Source material:
= = =
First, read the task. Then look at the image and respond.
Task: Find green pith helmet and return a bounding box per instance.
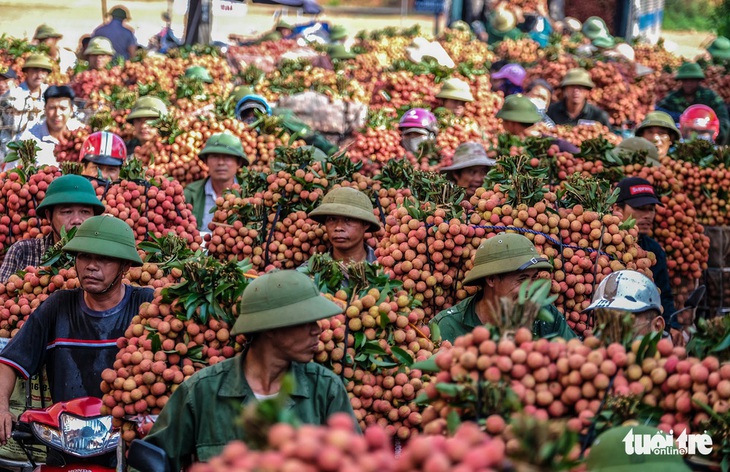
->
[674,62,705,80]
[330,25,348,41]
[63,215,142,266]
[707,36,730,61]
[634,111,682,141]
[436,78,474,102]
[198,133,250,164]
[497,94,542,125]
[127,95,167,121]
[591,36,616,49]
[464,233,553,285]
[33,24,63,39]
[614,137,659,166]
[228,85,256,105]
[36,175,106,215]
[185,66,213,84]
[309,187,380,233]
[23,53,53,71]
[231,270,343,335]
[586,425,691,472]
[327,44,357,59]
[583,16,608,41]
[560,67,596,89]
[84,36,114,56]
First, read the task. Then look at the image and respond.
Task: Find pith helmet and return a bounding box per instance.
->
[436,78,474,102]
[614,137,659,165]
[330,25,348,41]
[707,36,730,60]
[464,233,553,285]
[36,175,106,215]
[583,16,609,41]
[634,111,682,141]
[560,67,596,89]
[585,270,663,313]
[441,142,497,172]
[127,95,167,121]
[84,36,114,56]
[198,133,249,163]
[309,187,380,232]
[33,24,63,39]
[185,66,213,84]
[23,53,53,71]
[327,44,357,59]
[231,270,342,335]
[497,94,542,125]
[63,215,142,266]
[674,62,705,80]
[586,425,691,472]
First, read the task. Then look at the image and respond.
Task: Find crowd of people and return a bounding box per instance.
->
= = =
Present all of the data above as a numbered list, one entry per line, skipping any blank lines and leaving out the pictures.

Solution to the exercise:
1. First, read the task. Then look at the image and respond.
2. Task: Find green pith helmet and return a bounding box per instance.
3. ->
4. [674,62,705,80]
5. [330,25,348,41]
6. [63,215,142,266]
7. [707,36,730,61]
8. [634,111,682,141]
9. [436,78,474,102]
10. [198,133,250,164]
11. [497,94,542,125]
12. [127,95,167,121]
13. [591,36,616,49]
14. [464,233,553,285]
15. [33,24,63,39]
16. [614,137,659,166]
17. [228,85,256,105]
18. [36,175,106,215]
19. [185,66,213,84]
20. [309,187,380,233]
21. [23,53,53,71]
22. [231,270,343,335]
23. [586,425,691,472]
24. [327,44,357,59]
25. [583,16,608,41]
26. [560,67,596,89]
27. [84,36,114,56]
28. First, read the task. Then look at the image and respond.
29. Task: Find pith helmet and return a bounding box per instance.
30. ->
31. [436,78,474,102]
32. [614,137,659,165]
33. [330,25,348,41]
34. [707,36,730,60]
35. [464,233,553,285]
36. [36,175,106,215]
37. [583,16,609,41]
38. [634,111,682,141]
39. [560,67,596,89]
40. [585,270,663,313]
41. [441,142,497,172]
42. [127,95,167,121]
43. [84,36,114,56]
44. [198,133,249,163]
45. [309,187,380,232]
46. [33,24,63,39]
47. [185,66,213,84]
48. [23,53,53,71]
49. [327,44,357,59]
50. [231,270,342,335]
51. [497,94,542,125]
52. [63,215,142,266]
53. [674,62,705,80]
54. [586,425,691,472]
55. First, read the task. Then look at the image and respond.
56. Task: Find crowd of people and return a bounding box per instance.
57. ->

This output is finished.